• Reading passage:
****************************************
Catch The Waves
CATCH THE WAVES
Parents of special needs children struggle daily with myriad issues ranging from the cost of therapy to social acceptance and inclusion. Finding an event or organization capable of bridging those gaps can be quite challenging, but a local nonprofit is stepping up to the plate in a big way. Boca Raton-based Surfers For Autism was formed in May of 2007 with the simple concept of introducing a handful of children on the autism spectrum to the healing powers of the ocean. The group has expanded to a state-wide juggernaut. The group took inspiration from California-based Surfers Healing, and the inaugural Deerfield Beach event registered 40 children on the spectrum.
Registration now consistently approaches 200. “Our children are guided into waves by master surf instructors, and we have several volunteers per child. There are no words to describe the beauty of witnessing a non-communicative child who is completely unreceptive to touch enter the water, and after one wave they are bear-hugging their instructor,” said SFA President Don Ryan. Parents gasp for air and weep in total amazement as they watch their child hit the surf, all the while expressing a level of emotion often lacking in the socially-withdrawn children.
****************************************
[Data entries]
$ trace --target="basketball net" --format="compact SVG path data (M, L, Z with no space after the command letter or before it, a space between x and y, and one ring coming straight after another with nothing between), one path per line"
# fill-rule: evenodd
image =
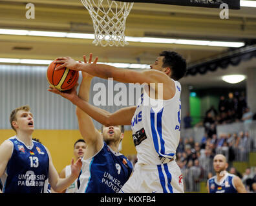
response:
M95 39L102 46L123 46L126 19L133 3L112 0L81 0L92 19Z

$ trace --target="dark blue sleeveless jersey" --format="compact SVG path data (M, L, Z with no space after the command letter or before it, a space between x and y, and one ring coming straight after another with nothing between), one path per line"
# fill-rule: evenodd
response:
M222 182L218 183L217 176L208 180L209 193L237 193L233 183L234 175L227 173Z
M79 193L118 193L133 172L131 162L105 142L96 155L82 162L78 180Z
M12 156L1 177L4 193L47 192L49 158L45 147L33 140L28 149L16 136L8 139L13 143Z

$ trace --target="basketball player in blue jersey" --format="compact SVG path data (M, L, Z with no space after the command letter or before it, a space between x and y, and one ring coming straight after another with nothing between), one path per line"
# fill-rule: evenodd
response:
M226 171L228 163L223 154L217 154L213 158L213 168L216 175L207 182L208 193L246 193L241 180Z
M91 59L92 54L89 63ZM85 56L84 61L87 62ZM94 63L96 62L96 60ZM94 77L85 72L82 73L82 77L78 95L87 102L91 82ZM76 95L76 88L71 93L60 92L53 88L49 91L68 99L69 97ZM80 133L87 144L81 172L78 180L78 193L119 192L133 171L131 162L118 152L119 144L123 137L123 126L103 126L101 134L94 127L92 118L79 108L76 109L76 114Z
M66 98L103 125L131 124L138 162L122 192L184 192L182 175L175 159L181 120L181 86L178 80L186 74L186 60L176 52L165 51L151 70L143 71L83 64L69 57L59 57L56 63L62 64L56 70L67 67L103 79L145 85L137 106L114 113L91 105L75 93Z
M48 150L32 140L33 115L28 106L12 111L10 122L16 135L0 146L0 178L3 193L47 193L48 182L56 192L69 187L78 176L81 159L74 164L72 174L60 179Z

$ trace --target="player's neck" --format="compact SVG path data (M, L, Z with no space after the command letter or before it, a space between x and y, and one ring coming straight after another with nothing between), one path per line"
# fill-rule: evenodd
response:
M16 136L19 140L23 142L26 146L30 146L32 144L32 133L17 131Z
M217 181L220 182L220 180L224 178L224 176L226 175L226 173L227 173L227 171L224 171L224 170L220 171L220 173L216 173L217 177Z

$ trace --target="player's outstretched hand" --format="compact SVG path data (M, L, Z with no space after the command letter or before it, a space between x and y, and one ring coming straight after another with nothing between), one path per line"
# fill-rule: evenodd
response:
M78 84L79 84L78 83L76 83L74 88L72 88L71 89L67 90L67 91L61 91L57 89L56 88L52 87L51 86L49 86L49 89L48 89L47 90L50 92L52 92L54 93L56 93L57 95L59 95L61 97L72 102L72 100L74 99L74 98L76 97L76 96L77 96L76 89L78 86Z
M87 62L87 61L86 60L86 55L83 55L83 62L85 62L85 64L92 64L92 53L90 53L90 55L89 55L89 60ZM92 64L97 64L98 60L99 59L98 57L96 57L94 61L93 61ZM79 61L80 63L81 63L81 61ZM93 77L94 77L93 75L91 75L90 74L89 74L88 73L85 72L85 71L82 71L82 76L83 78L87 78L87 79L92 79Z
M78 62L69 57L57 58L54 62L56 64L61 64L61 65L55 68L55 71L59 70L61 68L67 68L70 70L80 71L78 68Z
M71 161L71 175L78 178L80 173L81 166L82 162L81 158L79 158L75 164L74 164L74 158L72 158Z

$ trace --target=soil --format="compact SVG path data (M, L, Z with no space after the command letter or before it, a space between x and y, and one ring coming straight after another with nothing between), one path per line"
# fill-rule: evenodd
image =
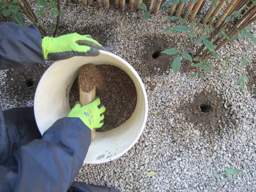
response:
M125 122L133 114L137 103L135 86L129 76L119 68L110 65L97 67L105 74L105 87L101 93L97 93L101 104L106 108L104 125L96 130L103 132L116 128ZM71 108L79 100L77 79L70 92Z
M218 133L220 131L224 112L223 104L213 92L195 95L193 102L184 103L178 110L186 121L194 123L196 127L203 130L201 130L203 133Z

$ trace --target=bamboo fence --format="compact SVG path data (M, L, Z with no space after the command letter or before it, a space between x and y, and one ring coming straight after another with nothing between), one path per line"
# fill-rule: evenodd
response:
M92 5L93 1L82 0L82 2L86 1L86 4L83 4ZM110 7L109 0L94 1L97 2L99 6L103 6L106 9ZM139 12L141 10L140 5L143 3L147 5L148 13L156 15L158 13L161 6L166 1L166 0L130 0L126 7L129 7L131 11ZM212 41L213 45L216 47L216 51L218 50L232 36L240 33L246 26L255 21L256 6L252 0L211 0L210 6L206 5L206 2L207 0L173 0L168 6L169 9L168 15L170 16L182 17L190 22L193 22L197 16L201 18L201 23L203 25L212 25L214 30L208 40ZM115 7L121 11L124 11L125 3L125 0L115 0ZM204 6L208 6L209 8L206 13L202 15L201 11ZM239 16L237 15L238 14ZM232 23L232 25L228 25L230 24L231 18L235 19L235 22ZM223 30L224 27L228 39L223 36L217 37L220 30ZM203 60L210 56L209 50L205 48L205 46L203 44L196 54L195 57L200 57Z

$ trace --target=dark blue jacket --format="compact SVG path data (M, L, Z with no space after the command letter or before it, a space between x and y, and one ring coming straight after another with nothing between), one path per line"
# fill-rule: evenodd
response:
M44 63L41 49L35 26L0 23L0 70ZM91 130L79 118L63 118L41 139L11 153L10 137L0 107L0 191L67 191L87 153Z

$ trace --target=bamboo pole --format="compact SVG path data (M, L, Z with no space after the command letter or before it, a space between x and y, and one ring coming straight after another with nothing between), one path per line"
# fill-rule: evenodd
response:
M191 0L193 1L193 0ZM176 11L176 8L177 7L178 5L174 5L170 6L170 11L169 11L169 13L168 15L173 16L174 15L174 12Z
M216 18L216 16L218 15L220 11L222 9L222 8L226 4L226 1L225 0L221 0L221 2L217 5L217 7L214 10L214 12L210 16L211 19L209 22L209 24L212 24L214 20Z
****************************************
• Questions:
#1 According to the Surfers For Autism article, how many children registered for the group's first Deerfield Beach event?
#2 Please take the Surfers For Autism article further, continuing on from its last sentence.

• Answers by item:
#1 Forty children on the autism spectrum.

#2
Wende Henderson’s 12-year-old son, Foster, expressed no desire to surf until he was greeted with the dedicated, passionate throng of volunteers. “From the first time we were greeted, until the first time he came in on a wave, he had a blast. He wanted to do it over and over, and we have never witnessed him so interested in any activity,” she said. Similar stories abound, and an added benefit for attending families is the cost: absolutely none! Erwin Kaufman’s 10-year-old son Bryan has been a Surfer For Autism since the group’s inception and is now a full-fledged surfer. “We take part in many different programs for special needs kids, but the volunteers involved in SFA are some of the most motivated. We are truly moved by their association with our kids,” he said. The day features a range of diversions including: face painting, live music, free lunch for families and volunteers and a raffle that is second to none to benefit Autism Speaks. Jaclyn Merens is the South Florida Regional Director for Autism Speaks, and her 25-year-old son Daniel has been at every SFA event. “Surfing is the one thing he can do that nobody else in our family can do, and that gives him such a sense of pride and independence. Since he began surfing, he has blossomed in ways that I never could have imagined, and it is the only thing he asks to do on a consistent basis,” said Merens. The therapeutic benefits are apparent to both the trained and untrained eye.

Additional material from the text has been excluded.